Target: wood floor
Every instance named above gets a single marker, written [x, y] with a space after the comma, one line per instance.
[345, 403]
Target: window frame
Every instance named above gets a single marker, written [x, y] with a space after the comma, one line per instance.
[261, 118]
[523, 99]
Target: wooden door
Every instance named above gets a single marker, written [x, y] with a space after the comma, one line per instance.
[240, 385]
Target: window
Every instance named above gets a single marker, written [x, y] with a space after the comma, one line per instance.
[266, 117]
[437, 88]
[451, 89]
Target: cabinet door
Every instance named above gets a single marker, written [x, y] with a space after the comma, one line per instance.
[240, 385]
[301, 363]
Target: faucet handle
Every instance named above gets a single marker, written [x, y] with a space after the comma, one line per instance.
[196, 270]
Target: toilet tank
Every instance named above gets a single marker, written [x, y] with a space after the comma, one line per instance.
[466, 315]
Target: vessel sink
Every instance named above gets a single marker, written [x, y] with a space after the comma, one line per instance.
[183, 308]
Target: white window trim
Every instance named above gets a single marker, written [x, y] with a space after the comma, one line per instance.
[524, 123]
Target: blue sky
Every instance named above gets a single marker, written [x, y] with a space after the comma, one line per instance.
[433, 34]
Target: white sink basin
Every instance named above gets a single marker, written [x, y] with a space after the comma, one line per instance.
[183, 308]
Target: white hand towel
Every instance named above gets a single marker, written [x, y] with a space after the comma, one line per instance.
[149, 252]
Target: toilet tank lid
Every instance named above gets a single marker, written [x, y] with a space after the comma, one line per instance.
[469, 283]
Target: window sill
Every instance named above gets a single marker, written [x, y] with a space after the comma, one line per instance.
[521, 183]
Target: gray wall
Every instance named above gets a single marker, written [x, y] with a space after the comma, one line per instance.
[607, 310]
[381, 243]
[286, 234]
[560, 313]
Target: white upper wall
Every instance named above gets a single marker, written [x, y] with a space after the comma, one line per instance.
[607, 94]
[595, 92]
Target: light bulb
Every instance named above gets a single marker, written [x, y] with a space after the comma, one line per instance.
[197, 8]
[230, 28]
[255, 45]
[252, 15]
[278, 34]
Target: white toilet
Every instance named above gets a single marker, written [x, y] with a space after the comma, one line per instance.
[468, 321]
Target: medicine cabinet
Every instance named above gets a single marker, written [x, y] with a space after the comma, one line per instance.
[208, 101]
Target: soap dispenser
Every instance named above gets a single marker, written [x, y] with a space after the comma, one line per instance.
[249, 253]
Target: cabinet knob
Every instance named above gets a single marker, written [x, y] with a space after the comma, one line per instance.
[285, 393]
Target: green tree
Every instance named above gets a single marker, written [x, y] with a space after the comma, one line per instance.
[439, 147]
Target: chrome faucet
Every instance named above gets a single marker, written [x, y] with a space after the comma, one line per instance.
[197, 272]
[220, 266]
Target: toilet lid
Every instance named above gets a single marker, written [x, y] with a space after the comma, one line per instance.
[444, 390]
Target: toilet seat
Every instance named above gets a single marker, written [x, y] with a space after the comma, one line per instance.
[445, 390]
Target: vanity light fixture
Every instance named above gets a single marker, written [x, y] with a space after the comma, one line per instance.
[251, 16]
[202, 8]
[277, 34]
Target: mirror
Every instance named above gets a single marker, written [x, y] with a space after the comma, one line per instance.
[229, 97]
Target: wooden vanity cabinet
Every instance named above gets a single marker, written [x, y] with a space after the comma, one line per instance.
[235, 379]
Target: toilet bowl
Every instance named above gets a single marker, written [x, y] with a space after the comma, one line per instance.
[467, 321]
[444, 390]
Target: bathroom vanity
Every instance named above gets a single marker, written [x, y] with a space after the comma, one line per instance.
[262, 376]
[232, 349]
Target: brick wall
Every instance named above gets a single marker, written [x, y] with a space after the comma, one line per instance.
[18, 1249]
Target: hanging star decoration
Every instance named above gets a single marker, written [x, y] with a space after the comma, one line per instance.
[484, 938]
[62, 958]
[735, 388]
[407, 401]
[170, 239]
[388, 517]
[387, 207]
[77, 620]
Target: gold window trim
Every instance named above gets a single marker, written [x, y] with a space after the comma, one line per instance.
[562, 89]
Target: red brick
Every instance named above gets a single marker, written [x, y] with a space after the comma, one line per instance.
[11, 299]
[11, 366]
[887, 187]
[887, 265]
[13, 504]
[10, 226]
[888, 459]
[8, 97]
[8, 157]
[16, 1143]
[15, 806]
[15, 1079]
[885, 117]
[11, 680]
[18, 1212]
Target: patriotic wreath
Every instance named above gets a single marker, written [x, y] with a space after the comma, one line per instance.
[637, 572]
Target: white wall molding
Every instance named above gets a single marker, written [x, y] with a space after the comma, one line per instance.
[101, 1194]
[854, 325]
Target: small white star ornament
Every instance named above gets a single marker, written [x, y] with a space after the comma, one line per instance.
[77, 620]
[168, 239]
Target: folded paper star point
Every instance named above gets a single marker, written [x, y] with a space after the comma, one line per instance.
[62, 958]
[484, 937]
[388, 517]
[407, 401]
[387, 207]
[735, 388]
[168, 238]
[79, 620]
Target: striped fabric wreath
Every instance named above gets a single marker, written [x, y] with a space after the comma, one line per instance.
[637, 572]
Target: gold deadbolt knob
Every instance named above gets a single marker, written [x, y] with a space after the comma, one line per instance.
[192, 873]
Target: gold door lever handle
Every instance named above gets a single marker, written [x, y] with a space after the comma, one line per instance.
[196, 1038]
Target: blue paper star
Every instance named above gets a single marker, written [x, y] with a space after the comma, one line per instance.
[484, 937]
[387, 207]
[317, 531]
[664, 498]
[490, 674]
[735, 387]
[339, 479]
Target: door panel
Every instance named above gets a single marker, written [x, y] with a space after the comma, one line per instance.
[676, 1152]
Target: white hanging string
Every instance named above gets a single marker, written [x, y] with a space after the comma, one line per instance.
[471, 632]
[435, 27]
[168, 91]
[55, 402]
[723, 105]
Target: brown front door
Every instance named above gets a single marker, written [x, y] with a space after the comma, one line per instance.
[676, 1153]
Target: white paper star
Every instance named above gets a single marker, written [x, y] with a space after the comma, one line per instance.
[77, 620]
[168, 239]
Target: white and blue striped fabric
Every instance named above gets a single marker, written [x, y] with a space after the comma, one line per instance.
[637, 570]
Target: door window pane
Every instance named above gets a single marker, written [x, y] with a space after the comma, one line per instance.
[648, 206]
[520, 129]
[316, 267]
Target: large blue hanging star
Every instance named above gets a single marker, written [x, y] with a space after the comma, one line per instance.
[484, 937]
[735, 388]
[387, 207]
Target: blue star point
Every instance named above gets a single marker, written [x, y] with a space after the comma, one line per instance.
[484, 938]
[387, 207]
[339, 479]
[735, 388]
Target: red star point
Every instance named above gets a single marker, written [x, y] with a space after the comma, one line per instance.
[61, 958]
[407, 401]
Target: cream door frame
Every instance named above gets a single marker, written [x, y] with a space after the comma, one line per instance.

--*--

**EXERCISE DETAILS**
Reproduce each entry from the records above, character for character.

**THE RESPONSE**
Target: wood floor
Every instance named above gets a single marker, written [x, y] with a space after the comma, one line per instance.
[345, 403]
Target: window frame
Every instance named above gets a single marker, written [x, y] with a space after the comma, one line per instance.
[261, 118]
[523, 99]
Target: wooden door
Every instance named above gets a single marker, written [x, y] with a space after the comma, one line per instance.
[240, 385]
Target: window
Every instance named above gets a single marker, written [x, y] with a space after the comma, one line per instance.
[266, 117]
[437, 88]
[451, 89]
Target: cabinet door
Every instance named above gets a single marker, written [x, y] with a space after the comma, one line per instance.
[240, 385]
[301, 363]
Target: faucet handle
Every instance named above gets a single marker, written [x, y] with a space after the comma, one line per instance.
[196, 270]
Target: toilet tank
Every instance named above gets a single marker, written [x, y] with a space after the comma, one line per instance.
[466, 315]
Target: vessel sink
Every instance named above gets a single marker, written [x, y] with a space after the comma, one line per instance.
[183, 308]
Target: white window trim
Every instance named above gets a single marker, written [x, y] with a space after the comma, one line per instance.
[524, 123]
Target: blue sky
Every instance named above gets a single marker, written [x, y] with a space after the comma, one line per instance.
[433, 34]
Target: white sink basin
Every instance named above gets a single marker, written [x, y] with a space after the comma, one line per instance.
[183, 308]
Target: white hand towel
Every instance named above gets a single marker, written [x, y] with a space after the comma, one line per instance.
[149, 252]
Target: toilet tank lid
Every instance named above gets a single marker, written [x, y] with a space after the comma, one line per instance.
[469, 283]
Target: window sill
Every instance named above gets a single marker, written [x, y] with a space after the comma, one line per instance.
[521, 183]
Target: gray wall
Every instance named above gets a single marker, written [x, y] with a space after the comma, one line per instance.
[607, 310]
[381, 243]
[286, 234]
[560, 313]
Target: white upper wall
Every instance named above gets a single marker, written [x, y] with a space after the comma, one line per instance.
[607, 94]
[595, 92]
Target: light bulb
Every instance named above gets a single marker, written [x, y] with a space after the comma, one line per instance.
[197, 8]
[230, 28]
[255, 45]
[252, 15]
[278, 34]
Target: white toilet
Every instance named above gets a single marker, written [x, y] with a space after the comma, one line per instance.
[468, 321]
Target: medicine cabinet
Every instance named above gets a single marker, written [x, y] with a space after the comma, one line per instance.
[208, 101]
Target: soap dispenser
Every instance named above gets a single marker, written [x, y] with a space after the comma, one line per instance.
[249, 253]
Target: cabinet knob
Every instance named above gets a single marker, written [x, y] with a space after the comma, one line per instance.
[285, 393]
Target: green tree
Every instance named above gets a single marker, written [x, y] with a space after the comma, one line per instance.
[439, 147]
Target: chrome faucet
Every instance named above gets a single marker, written [x, y] with a space after the comma, one line per instance.
[197, 272]
[220, 266]
Target: toilet lid
Every instance named above gets a single marker, written [x, y] with a space after the comma, one line per instance.
[444, 390]
Target: toilet seat
Every instance named above gets a single marker, written [x, y] with a space after the comma, one line per instance.
[445, 390]
Target: vanity light fixture
Every instance named above gets a single marker, written [x, y] with a space after the comma, one line per instance.
[251, 16]
[202, 8]
[277, 34]
Target: mirror
Every instance named above gets a single marker, written [x, y] with a space after the comma, one line per instance.
[229, 97]
Target: wooden vanity cabinet
Every instance named above gets a single marker, written [x, y] with a space after the comma, one line per instance.
[235, 379]
Target: toilet bowl
Every instance named above gets a single marker, written [x, y] with a space after the comma, one line per instance.
[467, 321]
[444, 390]
Target: bathroom vanity
Every instance named above gets a single marker, written [x, y] with a space after the comma, one line per instance.
[262, 376]
[232, 349]
Target: brick wall
Every instance named above gets a single marker, written [x, y] with a space after the comma, one line per instance.
[18, 1249]
Target: hanging star decoration
Every instance named above gets a single marker, written [x, y] with a space after the comma, one line per instance.
[484, 938]
[62, 958]
[735, 388]
[407, 401]
[170, 239]
[388, 517]
[387, 207]
[77, 620]
Target: gold window trim
Every instance named above gets a single marker, written [x, y] with a space after the comma, one line per instance.
[562, 89]
Target: red brick
Every instance named above gets a single marker, written [x, y] with a space after the comma, one line per instance.
[11, 299]
[11, 366]
[887, 187]
[887, 265]
[13, 504]
[10, 226]
[888, 459]
[8, 97]
[8, 157]
[16, 1143]
[15, 806]
[15, 1079]
[885, 117]
[11, 680]
[18, 1212]
Target: patriotic wreath
Every instance named above gets a single marker, written [x, y] with a space after the comma, one line per instance.
[637, 572]
Target: white wall molding
Every instance named above gets a single marker, written [x, y] with a space after the comma, one line per instance.
[101, 1194]
[854, 325]
Target: small white star ornament
Every instance named above gets a single marker, written [x, y] with a space after the comma, one line per instance.
[77, 620]
[168, 239]
Target: folded paper star point
Every instance named above gets a single marker, written [x, y] with a space after the comma, one line per instance.
[62, 958]
[484, 937]
[388, 517]
[407, 401]
[387, 207]
[735, 388]
[168, 238]
[79, 620]
Target: striped fabric wreath
Every instance named above gets a single marker, written [x, y] with a space after the comma, one line per instance.
[637, 572]
Target: gold deadbolt knob
Every instance named above gets a single marker, written [x, y] with a space after the comma, one line per instance.
[192, 873]
Target: gold door lever handle
Every instance named above gets a single marker, written [x, y] with a space after the comma, one line per instance.
[196, 1038]
Target: blue paper star
Every instance named above gets a single marker, written [x, y] with a space after the comma, one line per instance.
[484, 937]
[387, 207]
[317, 531]
[664, 498]
[490, 674]
[735, 387]
[339, 479]
Target: door panel
Every instance named above gets a single marker, written [x, y] with a space after the comma, one line per instance.
[676, 1152]
Target: white hanging string
Every instance named above gets a single marker, written [x, y] with a space after the comma, one line per instance.
[471, 632]
[435, 27]
[168, 91]
[55, 402]
[723, 105]
Target: brown front door
Every instance named above gets a single marker, written [x, y] with a space after the comma, one line per instance.
[676, 1153]
Target: white paper star
Every instance named above gets a single marker, written [x, y] with a space after the comma, one line per instance.
[77, 620]
[168, 239]
Target: white and blue striped fabric
Every instance named above gets a single marker, written [x, y] with a space after the comma, one line per instance.
[637, 570]
Target: door window pane
Every instance named above gets a single marker, written [x, y] with a space after the comma, one line per instance.
[648, 206]
[520, 129]
[316, 267]
Target: large blue hanging star
Every instance named above gets a single marker, written [x, y] with a space after the comma, one line per instance.
[484, 937]
[735, 388]
[387, 207]
Target: blue star point
Every instance named above gets a single marker, written [x, y] with a space after the comma, one line per instance.
[484, 938]
[387, 207]
[339, 479]
[735, 388]
Target: red star point
Every instance named above gets a single marker, written [x, y] with a space after the comma, one line per instance.
[61, 958]
[407, 401]
Target: cream door frame
Every instance named above gets a single marker, written [x, y] with a space after the comma, one line per instance.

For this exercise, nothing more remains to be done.